---------- Provided information ----------

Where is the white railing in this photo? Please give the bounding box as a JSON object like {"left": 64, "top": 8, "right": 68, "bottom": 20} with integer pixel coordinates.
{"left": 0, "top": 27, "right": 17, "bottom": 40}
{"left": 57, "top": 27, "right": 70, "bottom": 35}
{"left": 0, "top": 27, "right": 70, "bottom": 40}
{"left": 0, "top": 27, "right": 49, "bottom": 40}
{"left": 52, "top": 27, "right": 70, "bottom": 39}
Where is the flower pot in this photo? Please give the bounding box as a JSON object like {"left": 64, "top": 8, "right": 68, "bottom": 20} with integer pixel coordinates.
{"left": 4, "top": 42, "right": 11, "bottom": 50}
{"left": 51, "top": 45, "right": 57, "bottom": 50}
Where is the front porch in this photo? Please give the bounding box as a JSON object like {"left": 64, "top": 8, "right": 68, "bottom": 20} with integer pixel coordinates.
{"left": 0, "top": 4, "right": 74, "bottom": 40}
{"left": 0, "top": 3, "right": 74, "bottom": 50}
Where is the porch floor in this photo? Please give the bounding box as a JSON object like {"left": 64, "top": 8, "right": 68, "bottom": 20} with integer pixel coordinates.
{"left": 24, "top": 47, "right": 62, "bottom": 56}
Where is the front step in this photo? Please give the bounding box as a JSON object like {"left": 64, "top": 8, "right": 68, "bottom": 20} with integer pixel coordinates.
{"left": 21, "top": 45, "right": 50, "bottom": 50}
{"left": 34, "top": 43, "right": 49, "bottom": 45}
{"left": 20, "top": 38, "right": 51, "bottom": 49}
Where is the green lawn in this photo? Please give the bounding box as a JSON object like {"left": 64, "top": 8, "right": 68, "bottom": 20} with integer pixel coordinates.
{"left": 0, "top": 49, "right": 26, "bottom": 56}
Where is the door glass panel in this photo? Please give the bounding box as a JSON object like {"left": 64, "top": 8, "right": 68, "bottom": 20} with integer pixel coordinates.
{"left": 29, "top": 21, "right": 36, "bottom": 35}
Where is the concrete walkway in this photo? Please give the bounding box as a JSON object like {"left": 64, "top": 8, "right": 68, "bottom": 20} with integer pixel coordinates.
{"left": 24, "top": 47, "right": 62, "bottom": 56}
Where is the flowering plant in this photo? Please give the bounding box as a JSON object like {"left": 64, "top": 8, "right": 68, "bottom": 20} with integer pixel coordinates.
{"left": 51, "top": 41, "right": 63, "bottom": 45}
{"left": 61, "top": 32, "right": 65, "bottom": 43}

----------

Task details: Extract every line from the one containing "Where is the front porch" to the end of the entries, including both of those lines, exactly as given and with nothing added.

Finished exercise:
Where is the front porch in this photo? Please give the bounding box as a JSON object like {"left": 64, "top": 8, "right": 68, "bottom": 20} with integer pixel coordinates.
{"left": 0, "top": 4, "right": 74, "bottom": 40}
{"left": 0, "top": 3, "right": 74, "bottom": 50}
Where is the porch floor in this photo? Please give the bounding box as a JSON object like {"left": 64, "top": 8, "right": 68, "bottom": 20} with integer pixel coordinates.
{"left": 24, "top": 47, "right": 62, "bottom": 56}
Where is the front step in this photo? Please give the bounding box as a JSON object like {"left": 64, "top": 8, "right": 68, "bottom": 20} with integer pixel coordinates.
{"left": 21, "top": 45, "right": 50, "bottom": 50}
{"left": 34, "top": 43, "right": 49, "bottom": 45}
{"left": 20, "top": 38, "right": 51, "bottom": 49}
Where is the green lawn in this photo? Please give the bounding box as a JSON object like {"left": 64, "top": 8, "right": 68, "bottom": 20} with integer pixel coordinates.
{"left": 0, "top": 49, "right": 26, "bottom": 56}
Where is the door glass panel in this photo? Please give the bounding box as a JSON object like {"left": 64, "top": 8, "right": 68, "bottom": 20} with integer pixel coordinates.
{"left": 29, "top": 21, "right": 36, "bottom": 35}
Where is the concrete walkway in this photo? Please give the bounding box as a JSON object like {"left": 64, "top": 8, "right": 68, "bottom": 20} with integer pixel coordinates.
{"left": 24, "top": 47, "right": 62, "bottom": 56}
Where is the flowering plant in this photo? Please give the bounding box as a JSON object like {"left": 64, "top": 8, "right": 68, "bottom": 20} with integer pixel coordinates.
{"left": 51, "top": 41, "right": 63, "bottom": 45}
{"left": 61, "top": 32, "right": 65, "bottom": 43}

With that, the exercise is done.